■ **EXERCISE DIRECTIONS**
Copy the rows below exactly, from the line containing "Draw the outline of every instance of the orange" through the end of the rows, including both ends.

Labeled shape rows:
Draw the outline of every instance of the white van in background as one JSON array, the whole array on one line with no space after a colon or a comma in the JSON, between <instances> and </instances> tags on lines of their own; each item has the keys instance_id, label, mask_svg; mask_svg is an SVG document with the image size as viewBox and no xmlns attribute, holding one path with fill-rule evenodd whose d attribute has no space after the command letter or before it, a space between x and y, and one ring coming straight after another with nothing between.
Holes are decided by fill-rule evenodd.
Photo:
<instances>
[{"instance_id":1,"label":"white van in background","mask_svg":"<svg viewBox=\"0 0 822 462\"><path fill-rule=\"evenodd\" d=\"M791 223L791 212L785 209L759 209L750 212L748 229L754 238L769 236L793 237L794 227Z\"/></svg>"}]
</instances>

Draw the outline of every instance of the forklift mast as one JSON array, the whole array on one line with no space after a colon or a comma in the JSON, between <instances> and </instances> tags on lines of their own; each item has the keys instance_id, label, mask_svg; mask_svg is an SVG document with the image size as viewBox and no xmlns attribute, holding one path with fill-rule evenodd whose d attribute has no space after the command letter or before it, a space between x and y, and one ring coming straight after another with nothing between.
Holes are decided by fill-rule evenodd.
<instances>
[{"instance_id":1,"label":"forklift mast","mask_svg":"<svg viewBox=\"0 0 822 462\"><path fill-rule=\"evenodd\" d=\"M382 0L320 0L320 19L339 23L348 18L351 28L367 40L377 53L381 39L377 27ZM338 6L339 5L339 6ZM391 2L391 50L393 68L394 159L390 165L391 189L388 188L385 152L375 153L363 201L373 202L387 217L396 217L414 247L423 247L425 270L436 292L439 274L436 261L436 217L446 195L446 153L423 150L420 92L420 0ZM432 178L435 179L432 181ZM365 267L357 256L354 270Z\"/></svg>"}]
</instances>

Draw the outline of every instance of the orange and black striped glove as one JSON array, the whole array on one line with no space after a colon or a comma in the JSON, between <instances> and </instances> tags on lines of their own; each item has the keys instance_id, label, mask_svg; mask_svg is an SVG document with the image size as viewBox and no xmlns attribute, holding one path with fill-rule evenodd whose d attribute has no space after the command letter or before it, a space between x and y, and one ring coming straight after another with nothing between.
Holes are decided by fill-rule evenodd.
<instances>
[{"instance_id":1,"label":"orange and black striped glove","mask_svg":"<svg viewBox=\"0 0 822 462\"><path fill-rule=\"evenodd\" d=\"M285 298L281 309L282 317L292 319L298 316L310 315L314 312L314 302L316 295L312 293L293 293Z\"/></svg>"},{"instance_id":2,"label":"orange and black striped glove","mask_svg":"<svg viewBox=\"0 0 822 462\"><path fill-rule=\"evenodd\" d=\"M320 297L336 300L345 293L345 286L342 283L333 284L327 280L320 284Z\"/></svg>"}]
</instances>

■ **WRITTEN SOLUTION**
Draw the outline of every instance of the orange and black striped glove as one JSON array, the whole array on one line with no space after a colon or a comma in the JSON, between <instances> and </instances> tags on lines of their own; each item has the keys instance_id, label, mask_svg; mask_svg is an SVG document with the image size as viewBox and no xmlns attribute, holding one path with fill-rule evenodd whose d attribute has no space after the command letter or before it, a space between x and y, and one ring coming straight after another with nothing between.
Holes are decided by fill-rule evenodd.
<instances>
[{"instance_id":1,"label":"orange and black striped glove","mask_svg":"<svg viewBox=\"0 0 822 462\"><path fill-rule=\"evenodd\" d=\"M285 298L281 309L282 317L292 319L298 316L310 315L314 312L314 302L316 295L312 293L293 293Z\"/></svg>"},{"instance_id":2,"label":"orange and black striped glove","mask_svg":"<svg viewBox=\"0 0 822 462\"><path fill-rule=\"evenodd\" d=\"M320 297L336 300L345 293L345 286L342 283L333 284L327 280L320 284Z\"/></svg>"}]
</instances>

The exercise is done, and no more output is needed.